§ **RECORDED INFORMATION**

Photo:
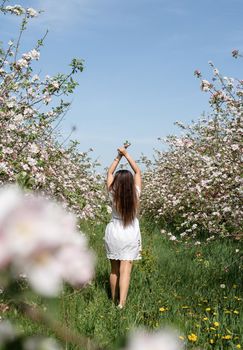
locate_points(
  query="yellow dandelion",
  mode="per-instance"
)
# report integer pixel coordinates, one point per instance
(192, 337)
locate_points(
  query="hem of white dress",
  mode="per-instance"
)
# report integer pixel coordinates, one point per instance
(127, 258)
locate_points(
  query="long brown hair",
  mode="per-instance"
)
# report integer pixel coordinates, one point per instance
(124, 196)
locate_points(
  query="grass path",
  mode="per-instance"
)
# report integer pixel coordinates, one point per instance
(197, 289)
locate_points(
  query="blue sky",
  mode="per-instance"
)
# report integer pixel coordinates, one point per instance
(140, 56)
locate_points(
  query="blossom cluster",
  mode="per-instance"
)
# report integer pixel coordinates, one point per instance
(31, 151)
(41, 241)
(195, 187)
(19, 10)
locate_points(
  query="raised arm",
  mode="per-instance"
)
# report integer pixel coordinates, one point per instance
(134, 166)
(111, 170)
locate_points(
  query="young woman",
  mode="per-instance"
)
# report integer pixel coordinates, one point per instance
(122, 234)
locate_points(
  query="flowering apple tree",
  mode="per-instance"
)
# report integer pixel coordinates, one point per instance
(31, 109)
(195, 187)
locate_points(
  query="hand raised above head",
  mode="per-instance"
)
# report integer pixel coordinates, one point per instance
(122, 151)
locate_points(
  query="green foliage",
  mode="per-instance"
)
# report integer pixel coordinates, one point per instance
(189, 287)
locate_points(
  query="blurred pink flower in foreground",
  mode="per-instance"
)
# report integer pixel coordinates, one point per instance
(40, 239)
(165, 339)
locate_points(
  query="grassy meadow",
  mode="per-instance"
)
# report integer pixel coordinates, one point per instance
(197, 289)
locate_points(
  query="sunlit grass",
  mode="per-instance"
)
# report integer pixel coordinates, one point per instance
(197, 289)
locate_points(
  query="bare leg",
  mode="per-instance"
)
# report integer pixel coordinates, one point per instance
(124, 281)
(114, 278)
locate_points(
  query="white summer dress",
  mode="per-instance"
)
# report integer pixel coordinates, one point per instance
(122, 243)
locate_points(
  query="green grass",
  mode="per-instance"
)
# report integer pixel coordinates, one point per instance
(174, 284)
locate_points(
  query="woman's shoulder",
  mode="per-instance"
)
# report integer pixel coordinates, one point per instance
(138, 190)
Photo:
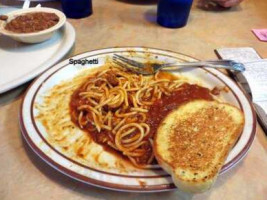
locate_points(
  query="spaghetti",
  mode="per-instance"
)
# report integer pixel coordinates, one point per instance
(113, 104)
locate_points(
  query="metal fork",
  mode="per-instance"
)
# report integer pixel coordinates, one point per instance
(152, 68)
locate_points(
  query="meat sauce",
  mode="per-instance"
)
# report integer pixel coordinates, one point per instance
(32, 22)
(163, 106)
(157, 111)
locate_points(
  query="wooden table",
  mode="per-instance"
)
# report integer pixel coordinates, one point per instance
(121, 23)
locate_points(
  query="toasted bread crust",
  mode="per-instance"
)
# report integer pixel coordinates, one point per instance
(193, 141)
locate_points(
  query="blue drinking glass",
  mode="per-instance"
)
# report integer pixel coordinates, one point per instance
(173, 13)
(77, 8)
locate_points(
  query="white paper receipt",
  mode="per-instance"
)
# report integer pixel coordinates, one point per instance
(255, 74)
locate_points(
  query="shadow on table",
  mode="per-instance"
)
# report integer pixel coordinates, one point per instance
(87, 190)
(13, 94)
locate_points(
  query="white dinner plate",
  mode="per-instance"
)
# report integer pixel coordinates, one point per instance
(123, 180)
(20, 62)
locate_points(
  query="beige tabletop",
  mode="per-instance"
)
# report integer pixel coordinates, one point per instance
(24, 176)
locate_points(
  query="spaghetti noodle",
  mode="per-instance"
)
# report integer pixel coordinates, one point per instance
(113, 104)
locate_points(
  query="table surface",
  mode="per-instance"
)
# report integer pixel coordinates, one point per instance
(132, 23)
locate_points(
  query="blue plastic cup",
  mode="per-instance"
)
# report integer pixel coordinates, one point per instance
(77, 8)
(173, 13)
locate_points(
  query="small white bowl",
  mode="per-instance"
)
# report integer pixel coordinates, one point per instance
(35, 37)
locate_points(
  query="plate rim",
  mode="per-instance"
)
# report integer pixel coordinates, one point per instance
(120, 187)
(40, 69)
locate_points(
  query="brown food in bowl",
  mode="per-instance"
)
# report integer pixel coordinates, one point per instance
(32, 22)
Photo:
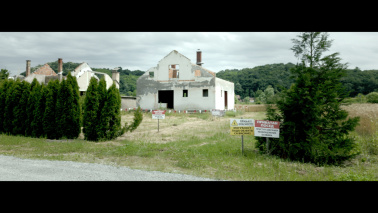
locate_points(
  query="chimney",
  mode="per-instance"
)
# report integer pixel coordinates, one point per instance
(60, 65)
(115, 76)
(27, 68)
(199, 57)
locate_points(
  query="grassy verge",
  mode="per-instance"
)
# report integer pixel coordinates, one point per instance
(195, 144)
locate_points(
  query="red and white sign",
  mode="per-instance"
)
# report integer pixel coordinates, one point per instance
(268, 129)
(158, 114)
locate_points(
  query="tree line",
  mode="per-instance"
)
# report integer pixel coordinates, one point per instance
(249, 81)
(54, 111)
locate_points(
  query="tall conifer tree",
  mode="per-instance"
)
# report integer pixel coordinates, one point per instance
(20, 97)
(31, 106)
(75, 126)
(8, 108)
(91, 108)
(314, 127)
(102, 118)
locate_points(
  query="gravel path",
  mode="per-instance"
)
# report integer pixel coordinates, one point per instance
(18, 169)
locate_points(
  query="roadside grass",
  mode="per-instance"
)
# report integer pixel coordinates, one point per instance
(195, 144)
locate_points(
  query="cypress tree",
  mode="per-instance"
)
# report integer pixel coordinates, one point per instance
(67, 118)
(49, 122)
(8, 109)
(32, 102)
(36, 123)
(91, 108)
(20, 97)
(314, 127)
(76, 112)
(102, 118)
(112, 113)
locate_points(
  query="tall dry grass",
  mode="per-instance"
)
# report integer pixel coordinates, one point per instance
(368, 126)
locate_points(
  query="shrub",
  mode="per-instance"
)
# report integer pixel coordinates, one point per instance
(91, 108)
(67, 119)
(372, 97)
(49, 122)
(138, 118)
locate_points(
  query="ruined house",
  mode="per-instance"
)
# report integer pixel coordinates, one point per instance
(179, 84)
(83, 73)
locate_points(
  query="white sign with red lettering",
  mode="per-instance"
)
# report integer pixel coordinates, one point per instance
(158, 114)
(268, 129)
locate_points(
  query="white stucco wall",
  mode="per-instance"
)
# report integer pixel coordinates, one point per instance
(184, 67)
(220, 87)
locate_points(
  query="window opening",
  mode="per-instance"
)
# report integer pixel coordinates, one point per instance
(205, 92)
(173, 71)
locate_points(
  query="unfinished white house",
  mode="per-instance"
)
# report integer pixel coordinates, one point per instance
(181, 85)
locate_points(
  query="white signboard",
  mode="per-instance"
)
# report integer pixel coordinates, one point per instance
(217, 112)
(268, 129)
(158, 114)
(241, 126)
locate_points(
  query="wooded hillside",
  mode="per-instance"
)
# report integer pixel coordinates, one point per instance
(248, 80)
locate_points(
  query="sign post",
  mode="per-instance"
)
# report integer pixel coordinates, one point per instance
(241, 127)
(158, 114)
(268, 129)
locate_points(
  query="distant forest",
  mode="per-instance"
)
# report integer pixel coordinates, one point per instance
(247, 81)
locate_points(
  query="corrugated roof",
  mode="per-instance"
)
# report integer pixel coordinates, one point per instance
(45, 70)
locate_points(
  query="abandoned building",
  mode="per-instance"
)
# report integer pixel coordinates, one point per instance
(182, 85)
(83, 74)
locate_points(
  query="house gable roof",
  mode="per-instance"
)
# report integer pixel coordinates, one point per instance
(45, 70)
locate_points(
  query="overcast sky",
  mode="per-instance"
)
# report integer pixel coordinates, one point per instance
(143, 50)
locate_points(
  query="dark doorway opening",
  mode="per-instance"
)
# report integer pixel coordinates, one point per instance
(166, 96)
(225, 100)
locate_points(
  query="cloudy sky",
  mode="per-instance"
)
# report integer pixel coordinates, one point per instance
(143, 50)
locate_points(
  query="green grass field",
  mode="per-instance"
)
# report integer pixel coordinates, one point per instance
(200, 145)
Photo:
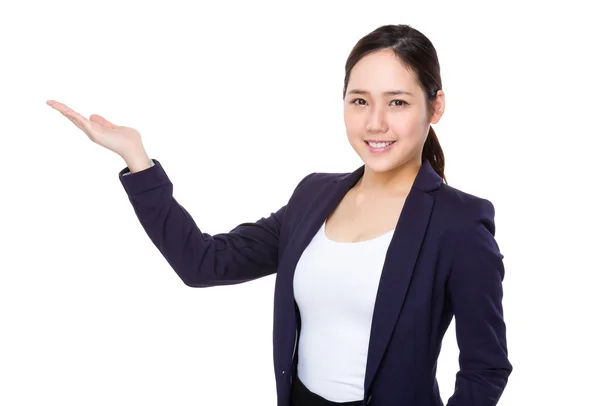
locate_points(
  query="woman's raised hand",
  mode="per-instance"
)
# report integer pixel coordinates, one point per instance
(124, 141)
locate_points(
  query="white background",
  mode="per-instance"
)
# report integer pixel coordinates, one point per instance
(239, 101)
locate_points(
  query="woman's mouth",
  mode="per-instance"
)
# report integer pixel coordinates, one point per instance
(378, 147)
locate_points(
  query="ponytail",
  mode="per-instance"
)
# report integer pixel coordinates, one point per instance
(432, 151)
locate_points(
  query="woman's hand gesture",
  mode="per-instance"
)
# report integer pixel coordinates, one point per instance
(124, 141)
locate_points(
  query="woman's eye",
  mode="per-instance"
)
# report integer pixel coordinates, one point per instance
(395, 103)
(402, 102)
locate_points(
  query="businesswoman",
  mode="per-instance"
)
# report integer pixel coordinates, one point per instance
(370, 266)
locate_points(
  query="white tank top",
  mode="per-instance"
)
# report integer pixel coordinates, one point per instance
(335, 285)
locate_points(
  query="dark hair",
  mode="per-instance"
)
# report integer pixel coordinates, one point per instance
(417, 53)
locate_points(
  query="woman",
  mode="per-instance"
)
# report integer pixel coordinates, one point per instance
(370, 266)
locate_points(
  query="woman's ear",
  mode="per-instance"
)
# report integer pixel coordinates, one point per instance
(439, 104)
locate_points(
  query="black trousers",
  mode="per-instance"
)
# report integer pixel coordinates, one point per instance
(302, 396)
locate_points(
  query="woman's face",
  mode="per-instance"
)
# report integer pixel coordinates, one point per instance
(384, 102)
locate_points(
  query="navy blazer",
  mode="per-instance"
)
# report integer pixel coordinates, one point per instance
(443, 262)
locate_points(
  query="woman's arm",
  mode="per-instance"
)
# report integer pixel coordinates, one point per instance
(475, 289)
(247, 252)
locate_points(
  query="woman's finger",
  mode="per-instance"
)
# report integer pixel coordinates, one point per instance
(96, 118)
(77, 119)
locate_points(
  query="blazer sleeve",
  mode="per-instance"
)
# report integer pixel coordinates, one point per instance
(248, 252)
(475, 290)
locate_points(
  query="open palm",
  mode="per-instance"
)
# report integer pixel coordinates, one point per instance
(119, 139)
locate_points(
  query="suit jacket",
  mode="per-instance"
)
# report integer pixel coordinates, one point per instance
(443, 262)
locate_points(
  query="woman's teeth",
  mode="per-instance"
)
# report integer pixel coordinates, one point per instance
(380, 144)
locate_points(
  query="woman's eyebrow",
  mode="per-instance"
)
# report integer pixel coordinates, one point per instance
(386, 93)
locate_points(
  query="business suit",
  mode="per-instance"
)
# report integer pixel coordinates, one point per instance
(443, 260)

§ **OBJECTIVE**
Extract every line of the records that contains the word "tall", treating uppercase and lowercase as different.

§ **SOLUTION FOR THIS TASK**
  query="tall conifer tree",
  query="tall dry grass",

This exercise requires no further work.